[Exercise task]: Turn the material below into a numbered list, one line per item, and leave out any blank lines.
:::
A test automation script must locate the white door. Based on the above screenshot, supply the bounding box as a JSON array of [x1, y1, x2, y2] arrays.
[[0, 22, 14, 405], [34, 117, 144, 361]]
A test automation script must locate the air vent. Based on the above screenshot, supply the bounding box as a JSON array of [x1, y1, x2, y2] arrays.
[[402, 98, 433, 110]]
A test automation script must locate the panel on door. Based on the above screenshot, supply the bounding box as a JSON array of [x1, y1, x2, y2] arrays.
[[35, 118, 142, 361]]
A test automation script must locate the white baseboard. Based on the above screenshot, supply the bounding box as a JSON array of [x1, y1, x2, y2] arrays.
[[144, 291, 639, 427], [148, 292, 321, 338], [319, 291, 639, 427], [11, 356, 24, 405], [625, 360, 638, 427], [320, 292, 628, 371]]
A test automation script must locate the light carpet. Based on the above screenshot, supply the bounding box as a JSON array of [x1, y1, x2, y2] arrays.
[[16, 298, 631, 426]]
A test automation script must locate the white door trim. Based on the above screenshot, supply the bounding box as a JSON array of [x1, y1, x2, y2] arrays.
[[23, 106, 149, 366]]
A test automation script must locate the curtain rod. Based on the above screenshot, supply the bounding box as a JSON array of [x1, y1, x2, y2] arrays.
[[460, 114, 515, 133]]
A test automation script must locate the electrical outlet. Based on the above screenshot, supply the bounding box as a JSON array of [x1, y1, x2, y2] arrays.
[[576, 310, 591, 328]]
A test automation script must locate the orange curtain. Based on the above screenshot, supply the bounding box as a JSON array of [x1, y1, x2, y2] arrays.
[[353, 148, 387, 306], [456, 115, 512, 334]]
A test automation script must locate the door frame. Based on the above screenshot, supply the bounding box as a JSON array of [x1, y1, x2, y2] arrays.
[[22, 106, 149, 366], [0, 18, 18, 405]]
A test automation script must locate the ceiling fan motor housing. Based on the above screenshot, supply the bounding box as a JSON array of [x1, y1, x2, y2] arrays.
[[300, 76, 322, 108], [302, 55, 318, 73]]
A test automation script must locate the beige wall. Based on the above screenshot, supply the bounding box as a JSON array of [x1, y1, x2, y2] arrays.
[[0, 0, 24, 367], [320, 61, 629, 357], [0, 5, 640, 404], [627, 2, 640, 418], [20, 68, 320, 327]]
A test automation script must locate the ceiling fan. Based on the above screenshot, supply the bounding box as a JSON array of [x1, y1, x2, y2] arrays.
:::
[Solution below]:
1. A test automation script must locate the white door. Based on the above screenshot, supply the bounding box as a JSON array of [x1, y1, x2, y2] arrays.
2. [[0, 22, 14, 405], [34, 117, 144, 361]]
3. A test automation script must locate the air vent. Based on the above screenshot, supply the bounding box as a JSON array of [x1, y1, x2, y2] arrays.
4. [[402, 98, 433, 110]]
5. A test automation script must locate the panel on door. Based on the above screenshot, supply the bounding box as a JSON array of [x1, y1, x2, y2] arrays.
6. [[35, 118, 142, 361]]
7. A test automation script must locate the white baseboard. Based on the above screenshot, supply the bounding box as a JSON array of [x1, y1, x2, y2] arrays.
8. [[144, 291, 639, 427], [148, 292, 321, 338], [319, 291, 639, 427], [11, 356, 24, 405], [625, 360, 638, 427], [320, 292, 628, 371]]
9. A test automation script must locate the light carpet. Based on the above screenshot, supply the bounding box as a JSON array of [x1, y1, x2, y2] arrays.
10. [[16, 298, 631, 426]]
11. A test automation script must locate the white door trim. Based on the above screenshot, supply the bounding box as a JSON array of [x1, y1, x2, y2] arrays.
12. [[23, 106, 149, 366]]
13. A test automation script must locate the curtain rod. Based on the above screenshot, supply the bounding box as a JSON array of [x1, y1, x2, y2] arrays.
14. [[460, 114, 515, 133]]
15. A test automation script must locate the electrical outlet. Based on the above screenshot, supply the bounding box as a JSON array of [x1, y1, x2, y2] arrays.
16. [[576, 310, 591, 328]]
17. A test automation script must locate the orange curtain. Based on the above screenshot, supply the bounding box as a JSON array of [x1, y1, x2, y2] arrays.
18. [[353, 148, 387, 306], [456, 115, 512, 334]]
19. A test automation script must locate the door frame. Based on the above screenshot, supply the bounding box as a JSON array of [x1, y1, x2, y2] arrays.
20. [[22, 106, 149, 366], [0, 18, 18, 405]]
21. A test automation script must locate the ceiling fan motor housing. Based on the above screenshot, supply the bounding box as a JSON array of [x1, y1, x2, y2] arrays.
22. [[300, 76, 322, 108], [302, 55, 318, 73]]
23. A test automation script must locate the beige wall. Based on the above screenshot, supply the bounding box as a JSON array of [x1, y1, x2, y2] arrays.
24. [[0, 0, 24, 367], [320, 61, 629, 357], [0, 5, 640, 404], [627, 2, 640, 418], [20, 68, 320, 327]]
25. A test automation script must locate the ceiling fan. Based on the above screenshot, supply the bounding box as a JSON array of [x1, y1, x2, y2] arrays.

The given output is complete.